→ **What is required**
Here are some records. Copy each one exactly.

* * * * * * *

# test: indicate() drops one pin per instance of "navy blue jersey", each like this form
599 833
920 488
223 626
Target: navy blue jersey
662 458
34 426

* * * * * * *

→ **Worked answer**
# test: indicate() drops one pin per instance of "navy blue jersey", each like this form
599 833
920 488
223 626
Target: navy blue jersey
662 458
34 426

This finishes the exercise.